Natural language region descriptions:
——————
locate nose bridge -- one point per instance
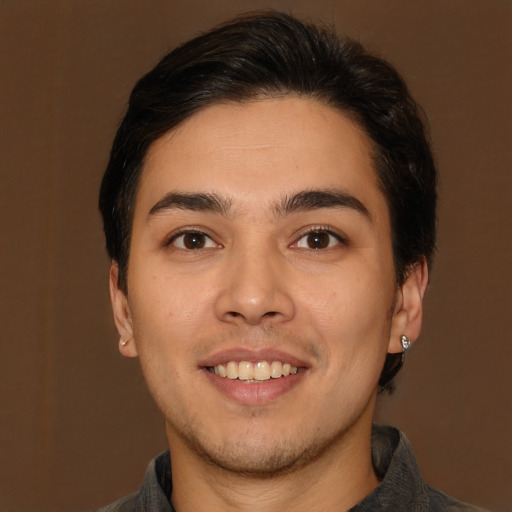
(255, 288)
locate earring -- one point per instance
(406, 343)
(125, 342)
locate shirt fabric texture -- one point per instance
(402, 489)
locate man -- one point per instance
(269, 208)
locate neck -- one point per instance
(337, 480)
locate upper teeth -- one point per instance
(262, 370)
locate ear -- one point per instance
(408, 310)
(122, 314)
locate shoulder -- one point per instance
(441, 502)
(126, 504)
(153, 493)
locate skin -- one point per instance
(256, 284)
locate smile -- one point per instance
(253, 372)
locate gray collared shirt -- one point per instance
(402, 488)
——————
Please print exactly the lines from the one containing "locate upper teeth -- one point per instance" through the last line of the records, both included, and nothing else.

■ ANSWER BELOW
locate upper teeth -- one point per instance
(262, 370)
locate ear -- one point per instance
(408, 310)
(122, 314)
locate shoulder -- one point per instance
(441, 502)
(126, 504)
(153, 493)
locate skin -- one point per instance
(256, 284)
locate smile -- one point per instance
(253, 372)
locate gray collared shirt -- one point per instance
(402, 488)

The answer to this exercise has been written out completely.